[Stored data entries]
----------------------------------------
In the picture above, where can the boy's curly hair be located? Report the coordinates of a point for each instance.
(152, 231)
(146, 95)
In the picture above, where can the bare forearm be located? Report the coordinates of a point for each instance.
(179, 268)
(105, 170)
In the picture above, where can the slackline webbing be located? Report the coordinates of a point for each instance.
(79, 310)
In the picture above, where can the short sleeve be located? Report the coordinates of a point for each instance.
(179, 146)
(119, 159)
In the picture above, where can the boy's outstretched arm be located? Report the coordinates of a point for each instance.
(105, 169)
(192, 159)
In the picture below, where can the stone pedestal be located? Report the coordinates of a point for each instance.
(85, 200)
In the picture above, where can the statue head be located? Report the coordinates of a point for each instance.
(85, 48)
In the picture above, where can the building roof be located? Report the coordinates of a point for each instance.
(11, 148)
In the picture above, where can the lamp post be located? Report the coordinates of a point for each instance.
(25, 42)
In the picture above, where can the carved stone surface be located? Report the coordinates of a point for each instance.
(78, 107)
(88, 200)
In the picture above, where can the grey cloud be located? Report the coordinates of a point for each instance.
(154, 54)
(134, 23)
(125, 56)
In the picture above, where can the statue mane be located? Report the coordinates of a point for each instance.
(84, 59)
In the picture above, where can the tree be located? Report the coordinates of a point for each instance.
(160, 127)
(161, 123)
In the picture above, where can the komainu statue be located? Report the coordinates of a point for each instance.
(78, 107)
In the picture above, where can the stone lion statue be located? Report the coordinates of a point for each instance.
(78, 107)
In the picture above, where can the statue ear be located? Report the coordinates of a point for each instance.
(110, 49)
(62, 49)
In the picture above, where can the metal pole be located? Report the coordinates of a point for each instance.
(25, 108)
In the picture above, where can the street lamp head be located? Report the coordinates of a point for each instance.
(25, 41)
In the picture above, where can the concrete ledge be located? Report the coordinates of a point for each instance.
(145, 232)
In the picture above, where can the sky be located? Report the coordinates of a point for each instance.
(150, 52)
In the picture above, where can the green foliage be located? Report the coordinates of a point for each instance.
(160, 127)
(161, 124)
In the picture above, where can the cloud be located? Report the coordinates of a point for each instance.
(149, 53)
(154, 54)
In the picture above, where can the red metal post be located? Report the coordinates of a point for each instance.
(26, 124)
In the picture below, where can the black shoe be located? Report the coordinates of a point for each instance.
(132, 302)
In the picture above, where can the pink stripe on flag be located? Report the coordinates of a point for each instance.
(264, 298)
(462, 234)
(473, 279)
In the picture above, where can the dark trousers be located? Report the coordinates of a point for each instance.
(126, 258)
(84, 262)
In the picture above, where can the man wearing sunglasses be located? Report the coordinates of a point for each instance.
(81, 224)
----------------------------------------
TO DO: Reproduce verbatim the records from the line containing "In the picture above, where can the concrete" through the final line of the records, including both ends.

COMPLETE RESPONSE:
In the picture above, where can the concrete ledge be located? Report the coordinates of a point for each instance.
(145, 232)
In the picture above, where can the sky be located? Report the coordinates of a point for each instance.
(150, 52)
In the picture above, where can the green foliage be located? Report the coordinates of a point for each instance.
(160, 127)
(161, 124)
In the picture above, where can the cloud be located? Report the coordinates of a point for each instance.
(149, 53)
(154, 54)
In the picture above, where can the red metal post be located? Report the coordinates of a point for each instance.
(26, 124)
In the picture below, where can the black shoe be located? Report the coordinates of a point for each instance.
(132, 302)
In the picture above, where can the pink stripe on flag be located? Report the coordinates of a point for each instance.
(264, 298)
(462, 234)
(473, 279)
In the picture above, where can the dark trousers be located? Report the coordinates of a point for each instance.
(126, 258)
(84, 262)
In the picture above, where can the man wearing sunglasses be located? Report the coordinates of a point for each instance.
(81, 224)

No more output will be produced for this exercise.